*** RECORDS TO PROCESS

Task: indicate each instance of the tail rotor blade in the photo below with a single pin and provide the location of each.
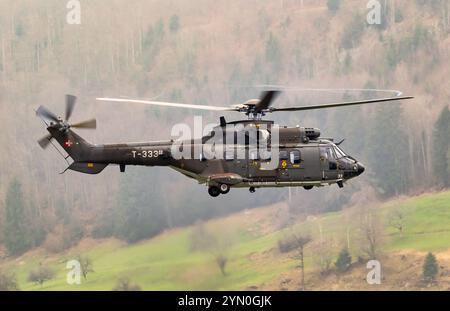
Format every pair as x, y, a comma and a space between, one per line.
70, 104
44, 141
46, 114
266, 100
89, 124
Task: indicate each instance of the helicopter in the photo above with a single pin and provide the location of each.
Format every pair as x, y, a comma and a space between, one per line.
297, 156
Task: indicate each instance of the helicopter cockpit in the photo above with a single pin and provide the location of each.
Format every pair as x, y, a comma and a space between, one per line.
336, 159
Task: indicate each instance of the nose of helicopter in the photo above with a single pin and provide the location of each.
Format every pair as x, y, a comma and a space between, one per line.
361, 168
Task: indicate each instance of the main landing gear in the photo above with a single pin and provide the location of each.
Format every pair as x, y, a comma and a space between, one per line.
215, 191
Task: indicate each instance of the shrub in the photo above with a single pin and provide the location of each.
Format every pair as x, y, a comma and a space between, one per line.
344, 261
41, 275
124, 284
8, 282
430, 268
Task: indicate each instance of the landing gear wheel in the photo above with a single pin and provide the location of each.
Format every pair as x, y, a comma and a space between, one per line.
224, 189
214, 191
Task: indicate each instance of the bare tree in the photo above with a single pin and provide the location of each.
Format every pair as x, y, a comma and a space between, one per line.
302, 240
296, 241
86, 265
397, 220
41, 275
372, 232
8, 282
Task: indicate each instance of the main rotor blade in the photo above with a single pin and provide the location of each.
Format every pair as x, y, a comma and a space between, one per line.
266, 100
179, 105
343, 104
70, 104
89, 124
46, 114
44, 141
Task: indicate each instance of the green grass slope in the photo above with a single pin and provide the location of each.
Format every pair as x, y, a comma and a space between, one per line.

******

TASK » Without the pictures, copy the entries from their first line through the line containing "Task: indicate each instance of the helicopter in", and only those lines.

ANSWER »
Task: indicate each instance of the tail rotor blade in the photo below with a single pin and provide the location of each.
Format every pair as x, y, a comma and a space between, one per line.
70, 104
44, 141
46, 114
266, 100
89, 124
Task: indicate each instance of the helicopter in the photo above with a single pin and provide the location of each.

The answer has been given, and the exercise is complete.